**What is expected**: Go over the lines below, and when one contains the word "loader", copy it.

**Data provided**:
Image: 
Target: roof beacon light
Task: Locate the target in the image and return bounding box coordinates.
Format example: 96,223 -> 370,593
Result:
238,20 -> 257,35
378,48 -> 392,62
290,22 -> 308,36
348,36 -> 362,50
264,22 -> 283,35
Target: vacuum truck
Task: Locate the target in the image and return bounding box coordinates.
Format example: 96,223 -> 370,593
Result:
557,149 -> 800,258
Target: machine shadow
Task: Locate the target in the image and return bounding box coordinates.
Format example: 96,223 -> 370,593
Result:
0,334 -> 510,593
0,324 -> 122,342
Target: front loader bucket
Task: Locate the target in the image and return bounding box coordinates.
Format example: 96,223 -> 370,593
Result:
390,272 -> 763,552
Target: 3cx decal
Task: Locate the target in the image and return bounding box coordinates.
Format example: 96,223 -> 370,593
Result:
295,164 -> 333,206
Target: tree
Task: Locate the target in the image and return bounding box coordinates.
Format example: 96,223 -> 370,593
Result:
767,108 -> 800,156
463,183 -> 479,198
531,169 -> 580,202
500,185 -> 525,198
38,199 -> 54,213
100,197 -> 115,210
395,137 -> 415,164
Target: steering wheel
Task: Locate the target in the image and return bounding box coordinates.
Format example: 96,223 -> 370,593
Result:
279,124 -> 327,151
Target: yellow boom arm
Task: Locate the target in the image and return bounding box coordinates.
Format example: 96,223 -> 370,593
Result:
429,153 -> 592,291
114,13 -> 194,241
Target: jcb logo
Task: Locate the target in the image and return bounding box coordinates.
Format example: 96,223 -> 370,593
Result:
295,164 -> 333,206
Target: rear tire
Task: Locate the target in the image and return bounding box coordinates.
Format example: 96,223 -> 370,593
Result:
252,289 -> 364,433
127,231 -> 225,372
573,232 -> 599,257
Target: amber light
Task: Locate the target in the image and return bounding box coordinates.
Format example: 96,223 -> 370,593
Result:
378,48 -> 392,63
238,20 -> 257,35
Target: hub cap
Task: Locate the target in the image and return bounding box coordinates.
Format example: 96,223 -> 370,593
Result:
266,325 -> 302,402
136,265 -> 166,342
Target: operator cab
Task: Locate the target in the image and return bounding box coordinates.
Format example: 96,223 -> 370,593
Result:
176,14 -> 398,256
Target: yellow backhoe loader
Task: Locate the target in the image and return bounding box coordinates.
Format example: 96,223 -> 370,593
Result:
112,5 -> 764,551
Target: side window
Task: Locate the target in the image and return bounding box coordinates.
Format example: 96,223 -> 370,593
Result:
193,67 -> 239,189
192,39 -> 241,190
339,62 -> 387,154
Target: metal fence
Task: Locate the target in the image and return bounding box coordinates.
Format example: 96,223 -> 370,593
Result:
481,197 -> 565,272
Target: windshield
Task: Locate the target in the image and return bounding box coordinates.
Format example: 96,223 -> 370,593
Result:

**Solution for this task**:
Target: front loader bucket
Target: yellow backhoe loader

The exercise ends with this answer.